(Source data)
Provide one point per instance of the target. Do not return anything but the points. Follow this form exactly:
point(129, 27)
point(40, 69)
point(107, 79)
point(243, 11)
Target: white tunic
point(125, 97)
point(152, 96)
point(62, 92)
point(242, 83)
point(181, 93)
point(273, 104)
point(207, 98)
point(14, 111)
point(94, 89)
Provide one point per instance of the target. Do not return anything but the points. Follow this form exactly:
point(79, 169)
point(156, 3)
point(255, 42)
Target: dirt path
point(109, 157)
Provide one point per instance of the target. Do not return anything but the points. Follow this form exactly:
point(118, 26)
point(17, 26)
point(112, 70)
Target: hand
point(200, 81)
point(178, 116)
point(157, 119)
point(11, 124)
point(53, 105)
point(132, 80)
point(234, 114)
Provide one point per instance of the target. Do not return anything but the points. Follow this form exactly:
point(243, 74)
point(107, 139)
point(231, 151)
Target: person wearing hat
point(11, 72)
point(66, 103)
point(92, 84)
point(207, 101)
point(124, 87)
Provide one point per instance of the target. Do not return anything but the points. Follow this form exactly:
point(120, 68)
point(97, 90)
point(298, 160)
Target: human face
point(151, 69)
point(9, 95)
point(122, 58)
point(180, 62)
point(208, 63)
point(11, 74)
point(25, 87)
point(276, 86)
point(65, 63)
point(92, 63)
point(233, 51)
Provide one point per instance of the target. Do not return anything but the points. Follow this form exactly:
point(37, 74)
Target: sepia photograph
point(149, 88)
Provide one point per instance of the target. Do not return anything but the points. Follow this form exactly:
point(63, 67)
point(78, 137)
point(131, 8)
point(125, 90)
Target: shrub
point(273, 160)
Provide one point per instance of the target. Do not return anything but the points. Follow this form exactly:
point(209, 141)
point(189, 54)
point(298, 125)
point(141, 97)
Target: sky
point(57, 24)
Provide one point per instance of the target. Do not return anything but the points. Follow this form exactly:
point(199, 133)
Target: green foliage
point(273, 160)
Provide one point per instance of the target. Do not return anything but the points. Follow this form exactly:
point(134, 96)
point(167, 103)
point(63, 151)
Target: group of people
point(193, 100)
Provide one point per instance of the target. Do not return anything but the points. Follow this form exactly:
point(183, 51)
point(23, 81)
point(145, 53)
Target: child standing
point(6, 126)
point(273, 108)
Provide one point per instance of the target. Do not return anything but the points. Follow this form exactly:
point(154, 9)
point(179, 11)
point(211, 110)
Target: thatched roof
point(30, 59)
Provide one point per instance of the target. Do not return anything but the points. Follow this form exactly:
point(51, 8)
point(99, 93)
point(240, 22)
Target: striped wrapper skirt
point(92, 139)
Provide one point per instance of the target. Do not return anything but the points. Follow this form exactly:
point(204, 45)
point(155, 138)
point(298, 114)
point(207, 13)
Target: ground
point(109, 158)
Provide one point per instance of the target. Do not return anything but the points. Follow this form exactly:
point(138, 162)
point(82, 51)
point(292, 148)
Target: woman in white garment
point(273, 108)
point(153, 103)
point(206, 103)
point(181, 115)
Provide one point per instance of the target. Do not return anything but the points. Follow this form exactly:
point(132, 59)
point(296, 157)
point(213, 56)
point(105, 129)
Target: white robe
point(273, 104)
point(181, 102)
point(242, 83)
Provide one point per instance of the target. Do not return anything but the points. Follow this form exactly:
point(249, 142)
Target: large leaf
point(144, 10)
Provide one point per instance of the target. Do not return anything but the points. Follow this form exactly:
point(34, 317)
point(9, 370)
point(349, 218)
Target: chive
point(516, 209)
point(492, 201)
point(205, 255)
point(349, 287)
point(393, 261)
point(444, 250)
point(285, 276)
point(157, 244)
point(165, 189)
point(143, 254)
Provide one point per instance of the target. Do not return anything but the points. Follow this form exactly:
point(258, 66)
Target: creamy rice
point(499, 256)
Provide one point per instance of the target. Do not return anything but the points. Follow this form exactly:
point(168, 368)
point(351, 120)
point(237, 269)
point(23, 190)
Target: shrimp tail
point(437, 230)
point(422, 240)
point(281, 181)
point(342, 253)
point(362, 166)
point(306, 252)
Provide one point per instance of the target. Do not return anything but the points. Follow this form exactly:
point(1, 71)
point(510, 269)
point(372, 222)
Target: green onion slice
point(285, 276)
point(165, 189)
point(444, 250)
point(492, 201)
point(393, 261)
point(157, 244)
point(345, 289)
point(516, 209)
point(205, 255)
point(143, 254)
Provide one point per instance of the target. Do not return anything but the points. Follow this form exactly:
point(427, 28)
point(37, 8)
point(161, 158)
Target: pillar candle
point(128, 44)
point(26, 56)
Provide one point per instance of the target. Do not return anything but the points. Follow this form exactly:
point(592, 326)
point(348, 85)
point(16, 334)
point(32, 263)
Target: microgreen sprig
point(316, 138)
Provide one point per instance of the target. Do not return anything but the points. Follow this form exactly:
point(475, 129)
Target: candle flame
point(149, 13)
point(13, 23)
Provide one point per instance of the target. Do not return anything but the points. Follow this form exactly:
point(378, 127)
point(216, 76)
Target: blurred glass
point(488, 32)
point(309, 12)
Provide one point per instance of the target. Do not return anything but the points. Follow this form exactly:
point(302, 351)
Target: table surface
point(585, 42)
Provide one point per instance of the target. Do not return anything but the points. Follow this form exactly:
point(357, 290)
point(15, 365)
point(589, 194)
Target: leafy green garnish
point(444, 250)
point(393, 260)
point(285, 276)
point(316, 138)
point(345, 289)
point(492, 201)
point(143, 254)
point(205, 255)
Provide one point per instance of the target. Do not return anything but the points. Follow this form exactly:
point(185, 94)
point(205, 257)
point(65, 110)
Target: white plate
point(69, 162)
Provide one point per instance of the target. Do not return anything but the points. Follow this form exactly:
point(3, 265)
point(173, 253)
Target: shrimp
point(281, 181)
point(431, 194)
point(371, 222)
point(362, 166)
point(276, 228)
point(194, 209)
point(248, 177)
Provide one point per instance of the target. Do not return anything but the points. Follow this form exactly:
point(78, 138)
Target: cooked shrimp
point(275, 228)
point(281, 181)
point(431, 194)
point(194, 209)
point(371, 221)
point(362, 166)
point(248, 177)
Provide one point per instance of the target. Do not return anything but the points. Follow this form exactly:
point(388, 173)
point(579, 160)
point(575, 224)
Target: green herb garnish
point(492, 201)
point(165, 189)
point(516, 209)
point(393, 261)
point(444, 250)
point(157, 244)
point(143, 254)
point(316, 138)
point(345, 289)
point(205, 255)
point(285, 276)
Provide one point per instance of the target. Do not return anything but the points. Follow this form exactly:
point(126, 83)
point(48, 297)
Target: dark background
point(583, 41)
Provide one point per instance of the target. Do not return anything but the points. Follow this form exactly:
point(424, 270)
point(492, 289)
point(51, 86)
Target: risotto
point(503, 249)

§ **What is needed**: With nothing added or dropped, write out every entry.

§ **Answer to this exercise**:
Provide one point per instance of the target. Do not return anything but the points. Follow this form exactly:
point(129, 27)
point(40, 69)
point(107, 79)
point(243, 11)
Target: white tunic
point(125, 97)
point(152, 96)
point(62, 92)
point(242, 83)
point(181, 93)
point(273, 104)
point(207, 98)
point(14, 111)
point(94, 89)
Provide one point per instance of the target. Do not return anything but the points. Follow this form exactly:
point(79, 169)
point(156, 3)
point(255, 42)
Target: dirt path
point(109, 157)
Provide one point per instance of the target. Do not return anything but the points. Follow this form exactly:
point(118, 26)
point(17, 26)
point(112, 70)
Target: hand
point(200, 81)
point(178, 116)
point(157, 119)
point(11, 124)
point(53, 105)
point(132, 80)
point(234, 114)
Provide one point per instance of the target. Do not return anything but the points. Follow this form exactly:
point(243, 74)
point(107, 139)
point(231, 151)
Target: person wearing hat
point(11, 72)
point(66, 103)
point(92, 84)
point(207, 101)
point(124, 87)
Provide one point per instance of the target. Do not return anything but the points. Follow this form exactly:
point(120, 68)
point(97, 90)
point(298, 160)
Target: human face
point(151, 69)
point(9, 95)
point(122, 58)
point(180, 62)
point(208, 63)
point(11, 74)
point(25, 87)
point(276, 86)
point(65, 63)
point(92, 63)
point(233, 51)
Provide one point per instance of the target. Do not return anything but the points. Follow this form exactly:
point(37, 74)
Target: sepia photograph
point(149, 88)
Provide one point per instance of the target. Do not return anything but the points. Follow this form exactly:
point(63, 67)
point(78, 137)
point(131, 8)
point(125, 90)
Target: shrub
point(273, 160)
Provide one point per instance of the target. Do not return anything but the points. Follow this form exactly:
point(209, 141)
point(189, 54)
point(298, 125)
point(141, 97)
Target: sky
point(57, 24)
Provide one point per instance of the target. Do not return anything but the points. Follow this form exactly:
point(199, 133)
Target: green foliage
point(273, 160)
Provide one point per instance of the target. Do not return anything but the points. Follow this form exactly:
point(134, 96)
point(167, 103)
point(63, 151)
Target: group of people
point(193, 100)
Provide one point per instance of the target. Do not return anything but the points. Follow this form exactly:
point(183, 51)
point(23, 81)
point(145, 53)
Target: child standing
point(6, 126)
point(273, 108)
Provide one point per instance of the target. Do not return anything but the points. Follow this form exactly:
point(154, 9)
point(179, 11)
point(211, 110)
Target: thatched roof
point(30, 59)
Provide one point per instance of the target. Do not return anything but the points. Follow this form exactly:
point(51, 8)
point(99, 93)
point(240, 22)
Target: striped wrapper skirt
point(92, 139)
Provide one point per instance of the target. Do not return anything but the points. Follow this form exactly:
point(204, 45)
point(155, 138)
point(298, 114)
point(207, 13)
Target: ground
point(109, 158)
Provide one point per instance of the target. Do not return anything but the points. Follow this form exactly:
point(138, 162)
point(82, 51)
point(292, 148)
Target: woman in white garment
point(273, 108)
point(153, 103)
point(206, 103)
point(181, 115)
Provide one point per instance of the target. Do not return anything but the points. Follow this form exactly:
point(132, 59)
point(296, 157)
point(213, 56)
point(105, 129)
Target: white robe
point(273, 104)
point(181, 102)
point(242, 83)
Provide one point per instance of the target. Do not return anything but the points. Follow this form exactly:
point(249, 142)
Target: large leaf
point(144, 10)
Provide one point per instance of the target. Do not return anything but the points. Follow this form exactly:
point(34, 317)
point(9, 370)
point(349, 218)
Target: chive
point(516, 209)
point(492, 201)
point(205, 255)
point(349, 287)
point(393, 261)
point(444, 250)
point(285, 276)
point(157, 244)
point(165, 189)
point(143, 254)
Provide one point per instance of the target. Do not return anything but the points. Follow this form exactly:
point(258, 66)
Target: creamy rice
point(499, 256)
Provide one point per instance of the target. Do not return anything but the points. Follow this form exactly:
point(168, 368)
point(351, 120)
point(237, 269)
point(23, 190)
Target: shrimp tail
point(437, 230)
point(422, 240)
point(281, 181)
point(342, 253)
point(362, 166)
point(306, 252)
Provide one point per instance of the target. Do not return anything but the points. Follow this form exactly:
point(1, 71)
point(510, 269)
point(372, 222)
Target: green onion slice
point(285, 276)
point(165, 189)
point(444, 250)
point(492, 201)
point(393, 261)
point(157, 244)
point(345, 289)
point(516, 209)
point(205, 255)
point(143, 254)
Provide one point per instance of the target. Do not return anything but the points. Follow this form exactly:
point(427, 28)
point(37, 8)
point(161, 158)
Target: pillar candle
point(128, 44)
point(26, 56)
Provide one point per instance of the target. Do not return anything but the points. Follow this form exactly:
point(592, 326)
point(348, 85)
point(16, 334)
point(32, 263)
Target: microgreen sprig
point(316, 138)
Provide one point per instance of the target. Do not return anything but the points. Follow this form exactly:
point(475, 129)
Target: candle flame
point(149, 13)
point(13, 23)
Provide one point per instance of the target. Do not return anything but the points. Follow this form exactly:
point(378, 127)
point(216, 76)
Target: blurred glass
point(488, 32)
point(309, 12)
Provide one point per instance of the target. Do not return anything but the points. Follow this form exactly:
point(302, 351)
Target: table surface
point(585, 42)
Provide one point per instance of the target. Do not return anything but the points. Follow this form exactly:
point(357, 290)
point(15, 365)
point(589, 194)
Target: leafy green garnish
point(444, 250)
point(393, 260)
point(285, 276)
point(316, 138)
point(345, 289)
point(492, 201)
point(143, 254)
point(205, 255)
Provide one point per instance of the target. Do not return anything but the points. Follow this form exactly:
point(185, 94)
point(205, 257)
point(65, 110)
Target: white plate
point(69, 162)
Provide one point per instance of the target. Do not return anything but the points. Follow this form exactly:
point(3, 265)
point(173, 253)
Target: shrimp
point(281, 181)
point(431, 194)
point(371, 222)
point(362, 166)
point(276, 228)
point(194, 209)
point(248, 177)
Provide one point per instance of the target. Do not return anything but the points. Follow this form exactly:
point(78, 138)
Target: cooked shrimp
point(275, 228)
point(281, 181)
point(431, 194)
point(194, 209)
point(371, 221)
point(362, 166)
point(248, 177)
Provide one point per instance of the target. Do not return anything but the points. Follow this form exactly:
point(388, 173)
point(579, 160)
point(575, 224)
Target: green herb garnish
point(492, 201)
point(165, 189)
point(516, 209)
point(393, 261)
point(444, 250)
point(157, 244)
point(143, 254)
point(316, 138)
point(345, 289)
point(205, 255)
point(285, 276)
Provide one point per instance of the target. Do not return anything but the points. Follow this form exactly:
point(126, 83)
point(48, 297)
Target: dark background
point(583, 41)
Provide one point per instance of the target. Do not return anything but the points. Follow this form exactly:
point(424, 270)
point(492, 289)
point(51, 86)
Target: risotto
point(503, 249)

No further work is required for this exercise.